[Photo object pointing records]

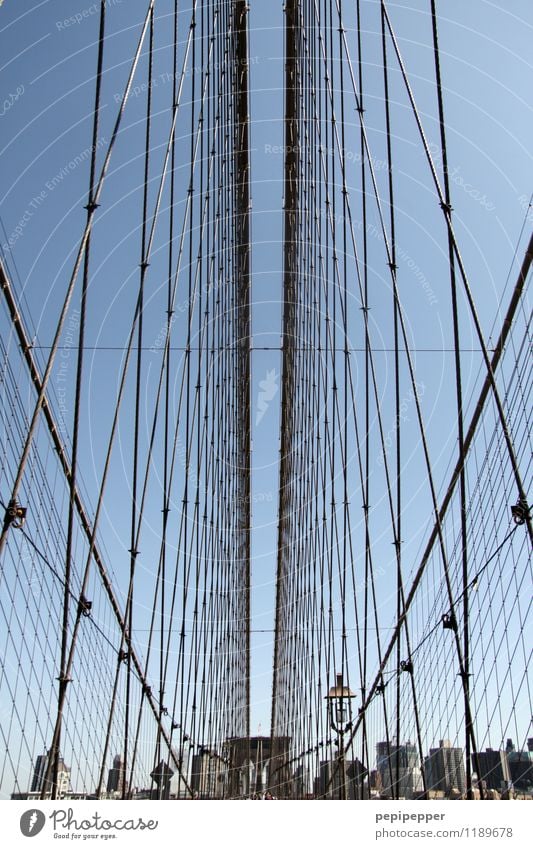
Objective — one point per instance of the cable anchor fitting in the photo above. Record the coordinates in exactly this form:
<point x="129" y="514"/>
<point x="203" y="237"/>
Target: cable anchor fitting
<point x="520" y="511"/>
<point x="449" y="622"/>
<point x="15" y="514"/>
<point x="84" y="606"/>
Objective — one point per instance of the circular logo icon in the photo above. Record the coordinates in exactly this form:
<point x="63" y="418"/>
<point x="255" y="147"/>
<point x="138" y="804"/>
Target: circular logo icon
<point x="32" y="822"/>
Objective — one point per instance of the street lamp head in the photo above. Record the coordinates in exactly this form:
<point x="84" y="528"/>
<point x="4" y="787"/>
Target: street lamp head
<point x="337" y="699"/>
<point x="339" y="691"/>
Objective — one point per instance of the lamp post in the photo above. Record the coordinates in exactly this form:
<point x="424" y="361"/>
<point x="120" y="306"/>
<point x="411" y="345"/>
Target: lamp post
<point x="338" y="700"/>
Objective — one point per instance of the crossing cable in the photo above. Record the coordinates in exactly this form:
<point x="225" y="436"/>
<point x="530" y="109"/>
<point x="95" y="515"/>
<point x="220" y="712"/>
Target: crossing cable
<point x="53" y="762"/>
<point x="460" y="265"/>
<point x="460" y="416"/>
<point x="122" y="383"/>
<point x="469" y="436"/>
<point x="77" y="264"/>
<point x="128" y="616"/>
<point x="408" y="355"/>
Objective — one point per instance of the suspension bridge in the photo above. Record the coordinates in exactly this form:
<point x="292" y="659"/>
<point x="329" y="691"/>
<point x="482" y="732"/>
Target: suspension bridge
<point x="132" y="425"/>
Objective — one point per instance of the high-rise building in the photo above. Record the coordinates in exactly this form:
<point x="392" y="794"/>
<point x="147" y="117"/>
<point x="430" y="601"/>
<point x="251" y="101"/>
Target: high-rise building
<point x="445" y="770"/>
<point x="494" y="769"/>
<point x="328" y="782"/>
<point x="39" y="773"/>
<point x="116" y="776"/>
<point x="398" y="765"/>
<point x="520" y="766"/>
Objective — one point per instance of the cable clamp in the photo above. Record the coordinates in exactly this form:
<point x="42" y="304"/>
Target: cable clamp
<point x="520" y="511"/>
<point x="449" y="622"/>
<point x="84" y="606"/>
<point x="15" y="514"/>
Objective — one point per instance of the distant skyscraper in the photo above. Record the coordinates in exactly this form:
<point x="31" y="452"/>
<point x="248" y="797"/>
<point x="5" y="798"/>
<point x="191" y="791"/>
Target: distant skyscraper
<point x="494" y="769"/>
<point x="521" y="766"/>
<point x="445" y="770"/>
<point x="63" y="776"/>
<point x="115" y="777"/>
<point x="399" y="769"/>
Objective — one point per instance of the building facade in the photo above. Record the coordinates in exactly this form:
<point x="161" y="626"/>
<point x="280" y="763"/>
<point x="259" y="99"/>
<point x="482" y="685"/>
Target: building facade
<point x="445" y="770"/>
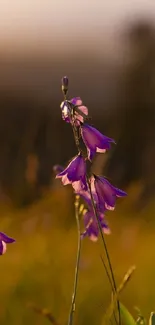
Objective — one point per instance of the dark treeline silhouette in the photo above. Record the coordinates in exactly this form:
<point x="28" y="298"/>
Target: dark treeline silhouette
<point x="121" y="100"/>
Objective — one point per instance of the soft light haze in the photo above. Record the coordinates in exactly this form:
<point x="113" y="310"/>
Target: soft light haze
<point x="36" y="23"/>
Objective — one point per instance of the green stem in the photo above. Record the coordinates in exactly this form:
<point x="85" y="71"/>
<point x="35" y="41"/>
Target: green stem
<point x="72" y="309"/>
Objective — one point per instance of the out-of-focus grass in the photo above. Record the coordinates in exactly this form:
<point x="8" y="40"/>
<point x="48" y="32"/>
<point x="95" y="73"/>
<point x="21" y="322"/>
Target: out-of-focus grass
<point x="39" y="267"/>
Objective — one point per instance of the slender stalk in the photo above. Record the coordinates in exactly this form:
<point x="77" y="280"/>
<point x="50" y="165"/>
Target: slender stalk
<point x="105" y="247"/>
<point x="72" y="309"/>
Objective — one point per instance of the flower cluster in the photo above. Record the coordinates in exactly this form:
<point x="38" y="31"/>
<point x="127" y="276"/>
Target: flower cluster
<point x="93" y="187"/>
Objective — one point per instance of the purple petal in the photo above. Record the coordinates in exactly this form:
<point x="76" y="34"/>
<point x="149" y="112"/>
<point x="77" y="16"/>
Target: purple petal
<point x="65" y="112"/>
<point x="76" y="101"/>
<point x="120" y="193"/>
<point x="106" y="193"/>
<point x="94" y="140"/>
<point x="6" y="239"/>
<point x="57" y="169"/>
<point x="75" y="173"/>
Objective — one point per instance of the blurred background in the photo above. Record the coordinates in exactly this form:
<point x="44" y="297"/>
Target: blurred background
<point x="107" y="50"/>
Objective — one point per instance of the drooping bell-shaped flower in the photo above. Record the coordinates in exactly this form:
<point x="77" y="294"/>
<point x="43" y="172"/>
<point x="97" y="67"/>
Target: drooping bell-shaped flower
<point x="75" y="174"/>
<point x="75" y="109"/>
<point x="4" y="239"/>
<point x="106" y="192"/>
<point x="94" y="140"/>
<point x="91" y="225"/>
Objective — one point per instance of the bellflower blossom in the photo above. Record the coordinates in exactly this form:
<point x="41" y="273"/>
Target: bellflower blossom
<point x="75" y="174"/>
<point x="106" y="192"/>
<point x="4" y="239"/>
<point x="76" y="104"/>
<point x="94" y="140"/>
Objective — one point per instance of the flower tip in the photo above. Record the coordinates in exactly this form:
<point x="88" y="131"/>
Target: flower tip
<point x="64" y="82"/>
<point x="57" y="169"/>
<point x="93" y="238"/>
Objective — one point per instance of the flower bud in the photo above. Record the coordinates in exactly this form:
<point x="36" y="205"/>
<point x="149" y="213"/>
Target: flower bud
<point x="64" y="82"/>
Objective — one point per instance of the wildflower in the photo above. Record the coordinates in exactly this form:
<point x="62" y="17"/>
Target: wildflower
<point x="64" y="82"/>
<point x="94" y="140"/>
<point x="75" y="109"/>
<point x="91" y="225"/>
<point x="75" y="174"/>
<point x="106" y="192"/>
<point x="57" y="169"/>
<point x="4" y="239"/>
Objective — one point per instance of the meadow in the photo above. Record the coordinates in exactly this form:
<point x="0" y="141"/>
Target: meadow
<point x="39" y="268"/>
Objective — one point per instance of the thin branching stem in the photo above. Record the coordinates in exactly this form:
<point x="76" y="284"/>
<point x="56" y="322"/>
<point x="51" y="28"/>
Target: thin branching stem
<point x="72" y="309"/>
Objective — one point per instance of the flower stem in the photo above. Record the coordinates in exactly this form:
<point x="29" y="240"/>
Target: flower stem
<point x="114" y="287"/>
<point x="72" y="309"/>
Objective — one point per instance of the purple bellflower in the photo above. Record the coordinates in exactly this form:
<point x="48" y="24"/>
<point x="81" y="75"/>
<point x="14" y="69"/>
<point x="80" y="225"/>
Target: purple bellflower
<point x="91" y="225"/>
<point x="75" y="174"/>
<point x="66" y="107"/>
<point x="94" y="140"/>
<point x="4" y="239"/>
<point x="106" y="192"/>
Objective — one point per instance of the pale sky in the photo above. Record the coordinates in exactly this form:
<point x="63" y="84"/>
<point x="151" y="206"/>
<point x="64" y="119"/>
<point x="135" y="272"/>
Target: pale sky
<point x="35" y="23"/>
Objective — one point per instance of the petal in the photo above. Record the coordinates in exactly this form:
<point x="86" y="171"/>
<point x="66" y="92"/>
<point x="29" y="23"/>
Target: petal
<point x="79" y="117"/>
<point x="65" y="180"/>
<point x="2" y="247"/>
<point x="120" y="193"/>
<point x="75" y="172"/>
<point x="94" y="140"/>
<point x="6" y="239"/>
<point x="76" y="101"/>
<point x="73" y="164"/>
<point x="105" y="192"/>
<point x="58" y="169"/>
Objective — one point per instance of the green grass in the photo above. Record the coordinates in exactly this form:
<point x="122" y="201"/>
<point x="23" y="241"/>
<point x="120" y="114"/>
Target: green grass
<point x="39" y="267"/>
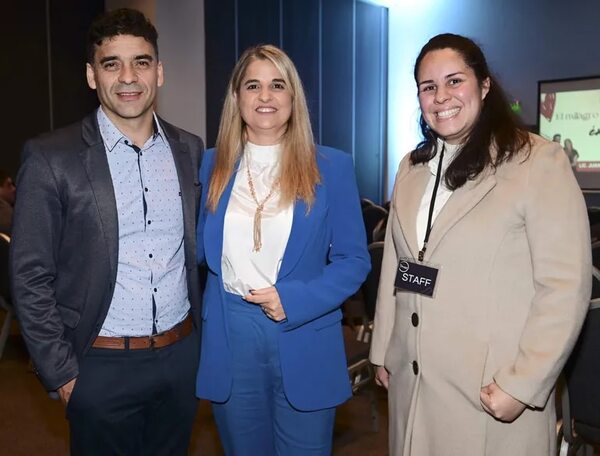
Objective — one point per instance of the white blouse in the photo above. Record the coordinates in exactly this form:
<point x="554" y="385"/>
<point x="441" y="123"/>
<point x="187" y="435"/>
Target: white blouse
<point x="242" y="268"/>
<point x="443" y="193"/>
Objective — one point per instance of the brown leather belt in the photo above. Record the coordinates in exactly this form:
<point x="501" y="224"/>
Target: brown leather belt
<point x="177" y="332"/>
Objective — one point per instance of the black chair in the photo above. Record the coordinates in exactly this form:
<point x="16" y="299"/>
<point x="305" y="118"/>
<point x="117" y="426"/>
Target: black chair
<point x="5" y="303"/>
<point x="357" y="337"/>
<point x="374" y="216"/>
<point x="580" y="429"/>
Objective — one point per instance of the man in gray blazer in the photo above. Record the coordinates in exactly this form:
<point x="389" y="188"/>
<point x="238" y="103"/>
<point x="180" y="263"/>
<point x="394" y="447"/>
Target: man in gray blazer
<point x="103" y="255"/>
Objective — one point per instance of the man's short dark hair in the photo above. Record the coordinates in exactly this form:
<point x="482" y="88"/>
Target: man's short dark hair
<point x="122" y="21"/>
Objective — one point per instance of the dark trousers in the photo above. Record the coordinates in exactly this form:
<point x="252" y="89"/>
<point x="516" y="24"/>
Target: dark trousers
<point x="135" y="402"/>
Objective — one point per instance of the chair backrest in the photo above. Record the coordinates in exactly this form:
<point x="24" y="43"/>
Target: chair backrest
<point x="371" y="284"/>
<point x="4" y="288"/>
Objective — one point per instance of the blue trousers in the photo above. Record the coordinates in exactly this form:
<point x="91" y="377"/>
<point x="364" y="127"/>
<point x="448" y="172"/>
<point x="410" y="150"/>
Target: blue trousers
<point x="258" y="419"/>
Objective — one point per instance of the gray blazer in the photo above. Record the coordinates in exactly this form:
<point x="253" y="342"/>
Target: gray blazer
<point x="65" y="241"/>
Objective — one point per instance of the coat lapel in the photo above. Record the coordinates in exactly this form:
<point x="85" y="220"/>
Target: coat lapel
<point x="96" y="166"/>
<point x="407" y="200"/>
<point x="460" y="203"/>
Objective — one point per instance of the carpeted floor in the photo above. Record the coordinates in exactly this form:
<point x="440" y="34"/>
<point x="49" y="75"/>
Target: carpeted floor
<point x="33" y="424"/>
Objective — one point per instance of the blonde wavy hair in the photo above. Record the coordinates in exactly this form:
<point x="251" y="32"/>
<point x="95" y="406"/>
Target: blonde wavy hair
<point x="299" y="171"/>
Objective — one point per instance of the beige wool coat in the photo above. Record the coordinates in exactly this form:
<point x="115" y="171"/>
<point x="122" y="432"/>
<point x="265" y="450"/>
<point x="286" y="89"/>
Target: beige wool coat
<point x="513" y="250"/>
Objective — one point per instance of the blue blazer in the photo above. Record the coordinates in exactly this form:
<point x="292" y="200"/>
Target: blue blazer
<point x="325" y="261"/>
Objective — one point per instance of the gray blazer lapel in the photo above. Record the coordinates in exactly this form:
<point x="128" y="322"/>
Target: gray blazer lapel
<point x="96" y="166"/>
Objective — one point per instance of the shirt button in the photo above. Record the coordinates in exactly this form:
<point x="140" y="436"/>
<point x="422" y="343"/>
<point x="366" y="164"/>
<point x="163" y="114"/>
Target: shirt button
<point x="414" y="319"/>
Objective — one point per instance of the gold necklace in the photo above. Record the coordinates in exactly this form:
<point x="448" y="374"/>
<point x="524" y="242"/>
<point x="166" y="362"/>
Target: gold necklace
<point x="259" y="207"/>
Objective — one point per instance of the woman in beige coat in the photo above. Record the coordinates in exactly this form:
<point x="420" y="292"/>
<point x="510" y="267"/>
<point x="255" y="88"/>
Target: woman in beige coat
<point x="471" y="369"/>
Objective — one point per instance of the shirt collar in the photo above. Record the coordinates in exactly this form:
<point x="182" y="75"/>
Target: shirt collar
<point x="111" y="135"/>
<point x="450" y="151"/>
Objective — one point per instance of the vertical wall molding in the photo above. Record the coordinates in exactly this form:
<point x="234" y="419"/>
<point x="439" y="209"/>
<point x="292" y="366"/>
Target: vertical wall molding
<point x="340" y="50"/>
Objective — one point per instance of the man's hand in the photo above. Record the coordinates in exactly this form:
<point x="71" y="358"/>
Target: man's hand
<point x="500" y="404"/>
<point x="382" y="376"/>
<point x="268" y="300"/>
<point x="65" y="391"/>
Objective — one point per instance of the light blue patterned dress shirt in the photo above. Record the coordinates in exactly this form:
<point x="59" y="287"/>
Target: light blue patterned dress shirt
<point x="151" y="289"/>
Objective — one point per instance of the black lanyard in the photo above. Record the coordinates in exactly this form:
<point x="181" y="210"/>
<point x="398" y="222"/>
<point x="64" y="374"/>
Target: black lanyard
<point x="438" y="177"/>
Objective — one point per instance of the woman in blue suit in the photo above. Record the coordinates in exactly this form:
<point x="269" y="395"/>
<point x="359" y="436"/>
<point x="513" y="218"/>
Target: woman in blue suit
<point x="282" y="235"/>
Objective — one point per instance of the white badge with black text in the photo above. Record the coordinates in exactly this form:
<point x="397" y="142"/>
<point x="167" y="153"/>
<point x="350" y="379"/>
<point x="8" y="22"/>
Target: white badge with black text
<point x="416" y="277"/>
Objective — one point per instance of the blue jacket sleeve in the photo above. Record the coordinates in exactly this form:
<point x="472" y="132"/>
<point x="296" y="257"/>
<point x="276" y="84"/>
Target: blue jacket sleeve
<point x="348" y="257"/>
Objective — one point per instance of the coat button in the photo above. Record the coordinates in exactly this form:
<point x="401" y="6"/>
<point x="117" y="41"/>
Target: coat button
<point x="415" y="319"/>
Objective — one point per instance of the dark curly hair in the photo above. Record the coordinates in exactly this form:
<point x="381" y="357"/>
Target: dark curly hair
<point x="123" y="21"/>
<point x="496" y="127"/>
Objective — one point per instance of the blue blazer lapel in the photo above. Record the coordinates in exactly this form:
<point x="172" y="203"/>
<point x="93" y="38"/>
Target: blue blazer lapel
<point x="301" y="230"/>
<point x="213" y="228"/>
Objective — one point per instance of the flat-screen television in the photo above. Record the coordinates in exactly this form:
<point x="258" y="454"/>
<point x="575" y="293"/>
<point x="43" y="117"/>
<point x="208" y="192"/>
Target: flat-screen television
<point x="569" y="113"/>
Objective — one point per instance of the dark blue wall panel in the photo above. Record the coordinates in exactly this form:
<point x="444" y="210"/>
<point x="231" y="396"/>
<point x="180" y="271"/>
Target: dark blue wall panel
<point x="370" y="99"/>
<point x="301" y="25"/>
<point x="337" y="80"/>
<point x="220" y="48"/>
<point x="340" y="50"/>
<point x="258" y="23"/>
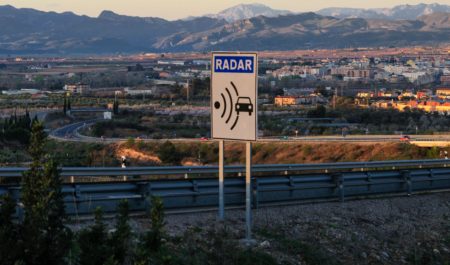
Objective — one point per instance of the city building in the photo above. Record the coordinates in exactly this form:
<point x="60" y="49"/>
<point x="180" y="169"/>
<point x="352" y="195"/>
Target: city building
<point x="79" y="88"/>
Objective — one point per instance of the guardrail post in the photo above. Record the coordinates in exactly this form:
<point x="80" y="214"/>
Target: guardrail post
<point x="406" y="174"/>
<point x="291" y="186"/>
<point x="369" y="181"/>
<point x="431" y="176"/>
<point x="195" y="189"/>
<point x="255" y="186"/>
<point x="145" y="189"/>
<point x="14" y="192"/>
<point x="338" y="179"/>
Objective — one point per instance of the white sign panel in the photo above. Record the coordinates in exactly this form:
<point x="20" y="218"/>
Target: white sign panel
<point x="234" y="90"/>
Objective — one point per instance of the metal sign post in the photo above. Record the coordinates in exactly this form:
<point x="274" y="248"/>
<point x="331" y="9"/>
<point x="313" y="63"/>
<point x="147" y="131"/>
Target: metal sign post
<point x="248" y="202"/>
<point x="221" y="178"/>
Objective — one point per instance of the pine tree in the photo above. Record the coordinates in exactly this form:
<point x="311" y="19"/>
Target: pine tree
<point x="65" y="105"/>
<point x="9" y="243"/>
<point x="45" y="238"/>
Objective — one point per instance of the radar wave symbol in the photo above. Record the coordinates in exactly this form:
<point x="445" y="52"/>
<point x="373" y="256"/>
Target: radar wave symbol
<point x="227" y="104"/>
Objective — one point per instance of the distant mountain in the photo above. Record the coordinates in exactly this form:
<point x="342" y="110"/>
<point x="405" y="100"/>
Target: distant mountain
<point x="401" y="12"/>
<point x="245" y="11"/>
<point x="28" y="31"/>
<point x="309" y="30"/>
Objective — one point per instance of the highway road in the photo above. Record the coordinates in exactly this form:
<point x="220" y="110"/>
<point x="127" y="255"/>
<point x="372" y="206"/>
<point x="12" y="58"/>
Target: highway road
<point x="71" y="133"/>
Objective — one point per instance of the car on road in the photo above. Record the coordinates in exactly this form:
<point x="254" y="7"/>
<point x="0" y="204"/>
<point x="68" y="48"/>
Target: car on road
<point x="244" y="104"/>
<point x="405" y="138"/>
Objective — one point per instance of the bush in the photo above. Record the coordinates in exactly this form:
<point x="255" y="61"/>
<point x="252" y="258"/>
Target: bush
<point x="93" y="242"/>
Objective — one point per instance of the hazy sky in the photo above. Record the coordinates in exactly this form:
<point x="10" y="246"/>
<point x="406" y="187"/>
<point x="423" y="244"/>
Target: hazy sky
<point x="174" y="9"/>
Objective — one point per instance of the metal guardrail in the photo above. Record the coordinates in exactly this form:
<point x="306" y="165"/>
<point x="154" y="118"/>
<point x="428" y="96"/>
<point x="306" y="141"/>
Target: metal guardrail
<point x="182" y="170"/>
<point x="285" y="183"/>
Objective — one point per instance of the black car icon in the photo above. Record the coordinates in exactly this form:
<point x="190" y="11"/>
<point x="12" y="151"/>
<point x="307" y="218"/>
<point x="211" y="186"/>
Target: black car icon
<point x="244" y="104"/>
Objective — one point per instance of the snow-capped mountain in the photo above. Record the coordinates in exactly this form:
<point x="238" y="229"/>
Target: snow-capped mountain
<point x="245" y="11"/>
<point x="409" y="12"/>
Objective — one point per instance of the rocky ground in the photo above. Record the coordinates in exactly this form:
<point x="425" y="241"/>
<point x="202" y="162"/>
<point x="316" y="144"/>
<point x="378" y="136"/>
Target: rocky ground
<point x="399" y="230"/>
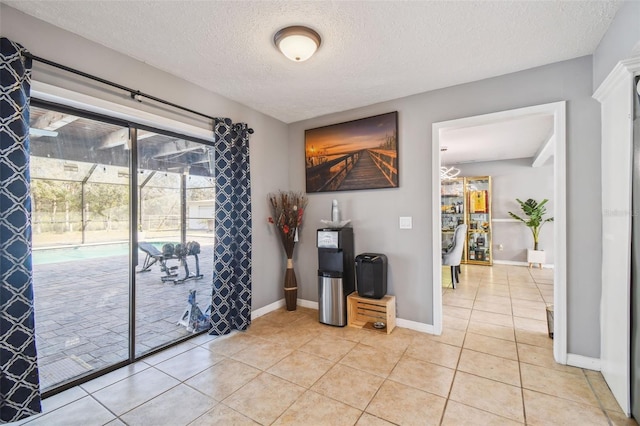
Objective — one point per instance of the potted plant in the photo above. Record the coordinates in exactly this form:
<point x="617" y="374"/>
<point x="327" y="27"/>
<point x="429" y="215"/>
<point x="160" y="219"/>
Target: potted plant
<point x="534" y="219"/>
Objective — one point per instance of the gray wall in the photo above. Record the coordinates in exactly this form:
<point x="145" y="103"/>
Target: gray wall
<point x="622" y="37"/>
<point x="375" y="213"/>
<point x="268" y="143"/>
<point x="511" y="179"/>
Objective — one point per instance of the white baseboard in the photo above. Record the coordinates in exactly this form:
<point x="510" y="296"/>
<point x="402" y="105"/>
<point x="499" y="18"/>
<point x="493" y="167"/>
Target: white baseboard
<point x="583" y="362"/>
<point x="279" y="304"/>
<point x="414" y="325"/>
<point x="266" y="309"/>
<point x="308" y="304"/>
<point x="517" y="263"/>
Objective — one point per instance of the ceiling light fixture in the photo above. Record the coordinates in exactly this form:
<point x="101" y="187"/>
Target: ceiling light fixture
<point x="447" y="173"/>
<point x="297" y="43"/>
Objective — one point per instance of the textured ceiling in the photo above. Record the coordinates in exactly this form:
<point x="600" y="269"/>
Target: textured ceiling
<point x="372" y="51"/>
<point x="519" y="137"/>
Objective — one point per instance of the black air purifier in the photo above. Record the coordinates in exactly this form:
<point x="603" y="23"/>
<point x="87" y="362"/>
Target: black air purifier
<point x="371" y="275"/>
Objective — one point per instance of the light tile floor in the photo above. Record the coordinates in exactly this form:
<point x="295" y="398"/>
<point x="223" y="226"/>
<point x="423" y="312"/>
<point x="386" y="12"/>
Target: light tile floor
<point x="492" y="365"/>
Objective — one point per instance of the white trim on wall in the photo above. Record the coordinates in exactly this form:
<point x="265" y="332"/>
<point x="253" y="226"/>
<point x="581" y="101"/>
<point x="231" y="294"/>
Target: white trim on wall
<point x="558" y="110"/>
<point x="583" y="362"/>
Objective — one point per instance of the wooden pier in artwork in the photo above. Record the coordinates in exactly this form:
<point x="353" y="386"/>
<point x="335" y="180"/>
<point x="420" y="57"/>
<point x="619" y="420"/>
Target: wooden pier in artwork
<point x="364" y="169"/>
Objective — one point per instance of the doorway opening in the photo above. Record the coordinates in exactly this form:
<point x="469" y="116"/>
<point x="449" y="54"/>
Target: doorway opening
<point x="555" y="147"/>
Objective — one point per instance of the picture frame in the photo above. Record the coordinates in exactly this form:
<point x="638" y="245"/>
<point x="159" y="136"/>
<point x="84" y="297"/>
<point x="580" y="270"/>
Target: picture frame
<point x="354" y="155"/>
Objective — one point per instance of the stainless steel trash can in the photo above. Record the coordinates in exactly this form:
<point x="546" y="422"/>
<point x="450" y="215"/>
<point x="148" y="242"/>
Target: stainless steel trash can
<point x="332" y="308"/>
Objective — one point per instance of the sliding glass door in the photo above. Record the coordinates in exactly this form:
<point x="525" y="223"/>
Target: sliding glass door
<point x="98" y="188"/>
<point x="80" y="216"/>
<point x="175" y="234"/>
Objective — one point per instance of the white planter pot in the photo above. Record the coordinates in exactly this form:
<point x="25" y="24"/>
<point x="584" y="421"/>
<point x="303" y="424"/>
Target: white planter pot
<point x="535" y="256"/>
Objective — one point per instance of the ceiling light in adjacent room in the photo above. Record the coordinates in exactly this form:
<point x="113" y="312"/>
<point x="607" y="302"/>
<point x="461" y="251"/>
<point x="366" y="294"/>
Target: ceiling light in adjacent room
<point x="297" y="43"/>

■ **Task goal**
Give back exactly the lines beginning at the one with "Objective — one point per instance of the doorway" and ending at the final line of the material; both boundary lines belong in it.

■ **The result**
Objective — one point per instance of the doorway opening in the photo above. Record the coordinates in exactly this form:
<point x="469" y="116"/>
<point x="449" y="54"/>
Target: doorway opening
<point x="555" y="147"/>
Objective — one point per instance of the picture frame in the photo above. Record the coordinates in exactly this form:
<point x="638" y="245"/>
<point x="159" y="136"/>
<point x="84" y="297"/>
<point x="580" y="270"/>
Target: picture frame
<point x="354" y="155"/>
Objective — one point per instance of the stainless steel trash can in the photo above. Record the coordinates in exactly this form:
<point x="546" y="422"/>
<point x="450" y="215"/>
<point x="148" y="242"/>
Target: stainless steel trash can
<point x="332" y="308"/>
Objective — one point per instance of the sliding glass door in the photo above. Record the coordinates in exactly this form:
<point x="525" y="223"/>
Target: sliding glass door
<point x="98" y="188"/>
<point x="80" y="216"/>
<point x="175" y="234"/>
Objective — one point per instance of the white planter pot in the photo above. Record the coordinates in exactly this form:
<point x="25" y="24"/>
<point x="584" y="421"/>
<point x="303" y="424"/>
Target: white planter pot
<point x="535" y="256"/>
Objective — one point per instance of the ceiling light in adjacent room in the photo above. Record the coordinates in exactly this form:
<point x="113" y="312"/>
<point x="607" y="302"/>
<point x="461" y="251"/>
<point x="366" y="294"/>
Target: ceiling light in adjacent room
<point x="297" y="43"/>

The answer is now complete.